## begin Extracted text

# Hoyt Oasis transformation



## cottonstalk (Feb 11, 2012)

That's very nicely done.


----------



## Gapmaster (May 23, 2002)

Doesn't heating the metal for that long then air cooling weaken it, like with a knife blade? Or does it matter with that riser material?
Just curious. I know on my knife blades, if they are tempered I have to heat them and cool them to work on them. Then re-temper them when I am finished working on them. The bow looks great too.


----------



## biblethumpncop (May 14, 2004)

Gapmaster said:


> Doesn't heating the metal for that long then air cooling weaken it, like with a knife blade? Or does it matter with that riser material?
> Just curious. I know on my knife blades, if they are tempered I have to heat them and cool them to work on them. Then re-temper them when I am finished working on them. The bow looks great too.

## end Extracted text

To be done
**1)** Summarize the Hoyt Oasis transformation thread in two sentences.
**2)** Reproduce everything in the Hoyt Oasis thread from "## Gapmaster (May" down to "(May 14, 2004)", renaming "riser" to "handle".
The material that follows comes from a different source than the thread above.

## begin Data

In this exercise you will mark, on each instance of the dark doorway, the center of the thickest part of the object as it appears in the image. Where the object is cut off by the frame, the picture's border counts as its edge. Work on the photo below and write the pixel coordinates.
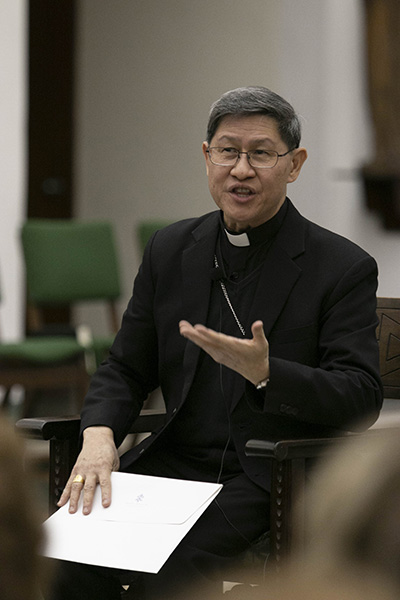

## end Data

Expected responses
**1)** In the Hoyt Oasis transformation thread, cottonstalk calls the work very nicely done, and Gapmaster asks whether heating the metal for that long and then air cooling it weakens it, as with a knife blade, or whether the riser material makes a difference. Gapmaster adds that tempered knife blades have to be heated and cooled before they can be worked and then re-tempered afterward, and says the bow looks great too; biblethumpncop then quotes Gapmaster's post.

**2)**
## Gapmaster (May 23, 2002)

Doesn't heating the metal for that long then air cooling weaken it, like with a knife blade? Or does it matter with that handle material?
Just curious. I know on my knife blades, if they are tempered I have to heat them and cool them to work on them. Then re-temper them when I am finished working on them. The bow looks great too.


----------



## biblethumpncop (May 14, 2004)